:: Page excerpt ::
Hi,

the question is, what is a file? I would say; a file is an object related to a 
specific inode. So a directory would be a file as well as FIFOs, unix-sockets, 
char, block-devices, symlinks and of course regular files.

The problem is, that not each kind of file is threaded the same way on Linux. 
And also it isn't on FreeBSD and the most unix-like systems. If you want an OS, 
where really everything is a file without exceptions and special kind of files, 
you should use Plan9.

But independent from this aspect, a file refers in its inode to a chunk of 
storage on the hard disk (or other storage medias), which contains its data. 
But some files like directories don't contain data. And when you read from a 
file for example by cat, the content of its allocated chunk of storage will be 
read. But if there is no such data, for example because of it is a directory, 
the most clean way IMHO would be to show a corresponding error message.

:: Direction 1 ::
Answer these from the post on what a file is:
(a) According to the writer, what is a file an object related to?
(b) Which operating system does the writer suggest if you want everything to be a file without exceptions?
(c) What does the writer consider the cleanest response when reading a file that has no data, such as a directory?
:: Direction 2 ::
Carry on the post on what a file is, starting after its final sentence.
The records stand apart from the post on what a file is.

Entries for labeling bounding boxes
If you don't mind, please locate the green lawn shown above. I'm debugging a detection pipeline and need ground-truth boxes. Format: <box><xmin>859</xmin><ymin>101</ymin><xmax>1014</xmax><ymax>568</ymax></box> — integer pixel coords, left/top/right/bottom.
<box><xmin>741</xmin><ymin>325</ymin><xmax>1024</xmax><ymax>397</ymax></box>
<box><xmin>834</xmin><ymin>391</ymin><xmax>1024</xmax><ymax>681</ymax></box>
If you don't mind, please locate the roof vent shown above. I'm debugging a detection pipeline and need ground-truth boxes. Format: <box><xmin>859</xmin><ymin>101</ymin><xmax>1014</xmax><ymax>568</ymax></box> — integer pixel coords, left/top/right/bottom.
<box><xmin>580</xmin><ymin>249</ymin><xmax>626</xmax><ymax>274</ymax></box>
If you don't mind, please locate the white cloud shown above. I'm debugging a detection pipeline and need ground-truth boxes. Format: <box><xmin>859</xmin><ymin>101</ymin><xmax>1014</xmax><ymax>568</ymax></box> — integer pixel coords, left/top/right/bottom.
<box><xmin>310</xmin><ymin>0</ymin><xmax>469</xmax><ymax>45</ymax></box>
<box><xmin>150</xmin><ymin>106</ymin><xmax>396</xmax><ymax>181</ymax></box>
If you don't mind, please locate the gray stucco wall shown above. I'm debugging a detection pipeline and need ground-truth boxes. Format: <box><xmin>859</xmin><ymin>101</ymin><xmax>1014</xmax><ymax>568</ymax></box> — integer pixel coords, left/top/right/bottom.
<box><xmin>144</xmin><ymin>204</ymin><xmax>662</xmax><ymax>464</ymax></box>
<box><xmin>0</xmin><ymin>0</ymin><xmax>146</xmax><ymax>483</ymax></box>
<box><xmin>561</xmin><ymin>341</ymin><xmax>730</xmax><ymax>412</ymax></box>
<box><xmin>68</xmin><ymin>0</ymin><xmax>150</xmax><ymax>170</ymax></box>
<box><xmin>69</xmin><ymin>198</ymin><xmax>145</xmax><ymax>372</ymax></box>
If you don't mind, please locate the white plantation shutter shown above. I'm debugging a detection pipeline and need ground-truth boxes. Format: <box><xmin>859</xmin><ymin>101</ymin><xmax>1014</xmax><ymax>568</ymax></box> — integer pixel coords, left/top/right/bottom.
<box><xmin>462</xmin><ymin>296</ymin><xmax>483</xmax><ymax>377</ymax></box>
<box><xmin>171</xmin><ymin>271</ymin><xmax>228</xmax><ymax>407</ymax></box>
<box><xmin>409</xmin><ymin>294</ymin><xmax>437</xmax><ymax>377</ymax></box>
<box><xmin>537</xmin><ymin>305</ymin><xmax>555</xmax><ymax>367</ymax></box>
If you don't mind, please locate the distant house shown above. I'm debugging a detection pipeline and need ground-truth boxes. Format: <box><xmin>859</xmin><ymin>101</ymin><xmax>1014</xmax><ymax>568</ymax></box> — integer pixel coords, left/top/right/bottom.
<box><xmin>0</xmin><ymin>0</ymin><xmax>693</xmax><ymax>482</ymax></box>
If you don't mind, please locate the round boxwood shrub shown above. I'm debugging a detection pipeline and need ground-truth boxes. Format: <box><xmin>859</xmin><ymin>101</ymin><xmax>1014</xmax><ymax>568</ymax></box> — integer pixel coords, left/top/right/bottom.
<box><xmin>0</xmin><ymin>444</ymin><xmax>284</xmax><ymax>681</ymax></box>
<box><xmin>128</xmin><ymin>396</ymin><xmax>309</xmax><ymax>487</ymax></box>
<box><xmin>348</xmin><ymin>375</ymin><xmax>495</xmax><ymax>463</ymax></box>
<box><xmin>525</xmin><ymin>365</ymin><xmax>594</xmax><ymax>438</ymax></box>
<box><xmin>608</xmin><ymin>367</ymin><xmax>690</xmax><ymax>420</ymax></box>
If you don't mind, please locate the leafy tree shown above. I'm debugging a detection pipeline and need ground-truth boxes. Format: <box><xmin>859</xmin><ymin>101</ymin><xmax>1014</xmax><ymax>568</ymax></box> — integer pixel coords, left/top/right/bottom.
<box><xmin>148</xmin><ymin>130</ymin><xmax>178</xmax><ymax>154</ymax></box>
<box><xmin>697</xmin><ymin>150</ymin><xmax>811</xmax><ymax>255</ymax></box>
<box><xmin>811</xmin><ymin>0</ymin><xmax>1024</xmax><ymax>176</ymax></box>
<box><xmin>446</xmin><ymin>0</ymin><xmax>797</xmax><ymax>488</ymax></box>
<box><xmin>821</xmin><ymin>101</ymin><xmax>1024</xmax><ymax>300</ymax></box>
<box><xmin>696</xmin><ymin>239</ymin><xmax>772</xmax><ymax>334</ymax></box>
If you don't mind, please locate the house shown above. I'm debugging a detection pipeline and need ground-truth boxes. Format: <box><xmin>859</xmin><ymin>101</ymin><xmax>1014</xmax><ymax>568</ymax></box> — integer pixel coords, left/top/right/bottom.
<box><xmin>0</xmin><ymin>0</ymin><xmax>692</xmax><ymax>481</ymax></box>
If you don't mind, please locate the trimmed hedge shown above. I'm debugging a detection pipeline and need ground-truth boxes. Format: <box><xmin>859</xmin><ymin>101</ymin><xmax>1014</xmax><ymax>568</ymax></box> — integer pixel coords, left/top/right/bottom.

:: Exercise output 1 ::
(a) A specific inode.
(b) Plan9.
(c) Showing a corresponding error message.

:: Exercise output 2 ::
Best Regards
Sebastian Noack



> -----Ursprüngliche Nachricht-----
> Von: Matteo Pillon [mailto:[EMAIL PROTECTED]
> Gesendet: Montag, 18. September 2006 11:11
> An: gentoo-user@lists.gentoo.org
> Betreff: [gentoo-user] [OT] Why directories aren't files?
> 
> Hi all,
> 
> I was wondering why Linux doesn't treat directories like files, as many
> other unix implementations do.
> For example, in Linux, you can't do 'cat .' while on FreeBSD you can.
> Why? There is a practical reason?
> 
> Forgive me this OT, I wasn't able to find a suitable list.
> 
> Thanks for replies.
> Bye.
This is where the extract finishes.